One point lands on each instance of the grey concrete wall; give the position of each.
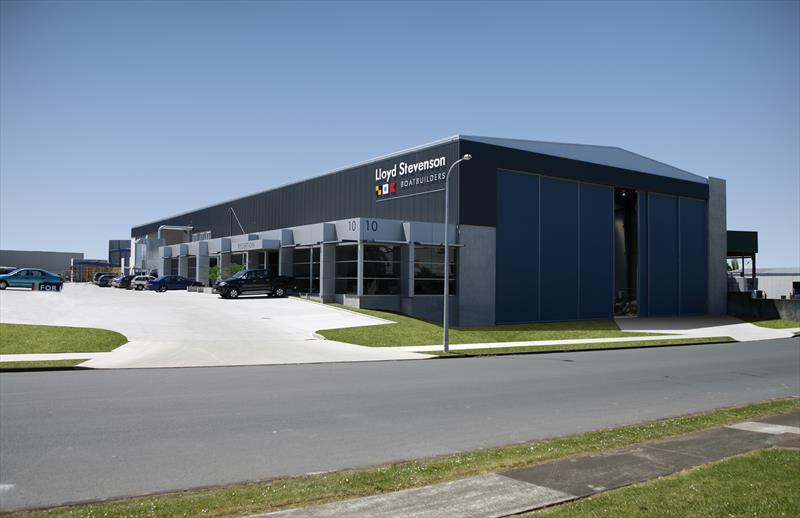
(55, 262)
(717, 247)
(742, 305)
(430, 307)
(476, 278)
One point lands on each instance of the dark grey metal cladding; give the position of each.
(338, 195)
(478, 178)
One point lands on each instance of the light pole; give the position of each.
(445, 323)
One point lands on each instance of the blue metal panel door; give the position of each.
(559, 250)
(644, 246)
(663, 241)
(596, 295)
(693, 254)
(517, 248)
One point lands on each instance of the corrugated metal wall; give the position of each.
(345, 194)
(554, 249)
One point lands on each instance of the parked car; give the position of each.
(123, 281)
(105, 280)
(31, 278)
(171, 282)
(96, 279)
(253, 282)
(795, 293)
(139, 282)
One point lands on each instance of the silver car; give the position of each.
(140, 282)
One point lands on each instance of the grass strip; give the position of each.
(413, 331)
(244, 499)
(759, 483)
(29, 339)
(501, 351)
(776, 323)
(40, 363)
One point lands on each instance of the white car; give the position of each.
(140, 282)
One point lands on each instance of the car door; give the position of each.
(20, 279)
(249, 282)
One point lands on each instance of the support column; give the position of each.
(327, 273)
(286, 262)
(166, 266)
(201, 272)
(717, 290)
(183, 265)
(224, 263)
(360, 280)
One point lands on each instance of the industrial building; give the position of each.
(540, 231)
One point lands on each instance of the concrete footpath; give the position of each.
(543, 485)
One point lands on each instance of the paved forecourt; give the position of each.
(186, 329)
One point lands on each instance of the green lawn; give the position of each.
(43, 363)
(260, 497)
(760, 483)
(776, 323)
(579, 347)
(29, 339)
(413, 331)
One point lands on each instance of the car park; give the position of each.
(98, 275)
(105, 280)
(171, 282)
(122, 281)
(139, 282)
(254, 282)
(33, 278)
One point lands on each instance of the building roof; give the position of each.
(605, 155)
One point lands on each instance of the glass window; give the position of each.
(347, 269)
(382, 269)
(306, 272)
(429, 270)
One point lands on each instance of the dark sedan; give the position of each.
(171, 282)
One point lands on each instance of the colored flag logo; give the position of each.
(387, 188)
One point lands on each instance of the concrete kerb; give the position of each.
(552, 483)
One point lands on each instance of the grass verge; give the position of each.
(413, 331)
(41, 363)
(30, 339)
(500, 351)
(775, 323)
(760, 483)
(244, 499)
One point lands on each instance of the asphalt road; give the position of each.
(82, 435)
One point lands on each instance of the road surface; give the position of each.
(83, 435)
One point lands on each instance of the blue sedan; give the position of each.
(171, 282)
(31, 278)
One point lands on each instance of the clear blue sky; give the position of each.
(114, 114)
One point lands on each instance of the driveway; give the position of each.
(183, 329)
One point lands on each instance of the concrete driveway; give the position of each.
(183, 329)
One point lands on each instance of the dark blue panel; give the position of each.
(517, 247)
(693, 255)
(559, 250)
(663, 236)
(596, 252)
(643, 297)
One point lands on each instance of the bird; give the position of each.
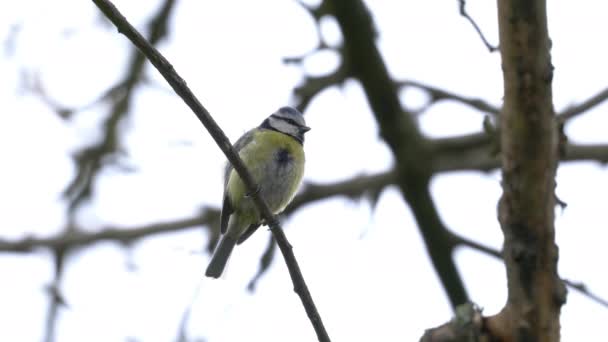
(273, 153)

● ● ● ●

Restate the records above word for word. Skip every picture.

§ Output below:
One point lands on each instance of the grey concrete wall; give the position of each.
(55, 262)
(717, 247)
(742, 305)
(430, 307)
(476, 278)
One point lands on each instance of the dark grey metal cladding; give the position of each.
(338, 195)
(478, 178)
One point lands on each instance of the light pole; give the position of each.
(445, 323)
One point lands on each instance of the blue metal panel door; give the position of each.
(559, 250)
(644, 246)
(663, 241)
(596, 295)
(693, 254)
(517, 248)
One point lands on each instance of the corrugated metal wall; give the position of each.
(345, 194)
(554, 249)
One point lands on each instance of the parked car; give the position of each.
(123, 281)
(105, 280)
(31, 278)
(171, 282)
(96, 279)
(253, 282)
(795, 293)
(139, 282)
One point lands on each instance of the silver car; give the position of each.
(140, 282)
One point lands on each instance of the grass strip; give the position of each.
(413, 331)
(244, 499)
(759, 483)
(29, 339)
(501, 351)
(776, 323)
(40, 363)
One point lands on each instance of the white car; give the position of each.
(140, 282)
One point lands on each instance of the car door; give the position of each.
(20, 279)
(249, 282)
One point lands on each instance of the support column; give the position of each.
(327, 273)
(286, 262)
(166, 266)
(201, 272)
(717, 290)
(183, 265)
(224, 263)
(360, 280)
One point lands on each instance of the industrial building; give the position of each.
(540, 231)
One point lands on each instance of the concrete footpath; give the position of each.
(543, 485)
One point lands on each instance of the paved forecourt; give the position of each.
(186, 329)
One point lands on each instance of the green lawn; give the position of each.
(43, 363)
(260, 497)
(760, 483)
(776, 323)
(579, 347)
(29, 339)
(413, 331)
One point lands on each instance of the car park; give the position of each.
(98, 275)
(105, 280)
(171, 282)
(122, 281)
(139, 282)
(254, 282)
(33, 278)
One point lands on each instance of the building roof; give the position of each.
(605, 155)
One point lands on each instance of the glass window; give the position of each.
(347, 269)
(382, 269)
(306, 272)
(429, 270)
One point lands on each instance of the dark sedan; give the position of each.
(171, 282)
One point lands on each instance of the colored flag logo; give the position of each.
(387, 188)
One point lands on each instance of the concrete kerb; give the position of each.
(552, 483)
One point lands on each instance of the grass verge; give the position of each.
(413, 331)
(41, 363)
(30, 339)
(500, 351)
(775, 323)
(760, 483)
(244, 499)
One point lands on each instance of the asphalt road; give the position of each.
(82, 435)
One point lands on each instance of the road surface; give the position of each.
(83, 435)
One point lands on each instance of the blue sedan; give the position of each.
(171, 282)
(31, 278)
One point lands on each instance of the clear blue sky; give the position of each.
(114, 114)
One point lands on each instance of the driveway; give the position of each.
(183, 329)
One point lands on each instance of the concrete driveway; give the position of each.
(183, 329)
One point lands on each instance of the dark blue panel; give the position of each.
(517, 247)
(693, 255)
(559, 250)
(663, 236)
(596, 252)
(643, 297)
One point lands on each instance of the bird; give the position of each.
(273, 153)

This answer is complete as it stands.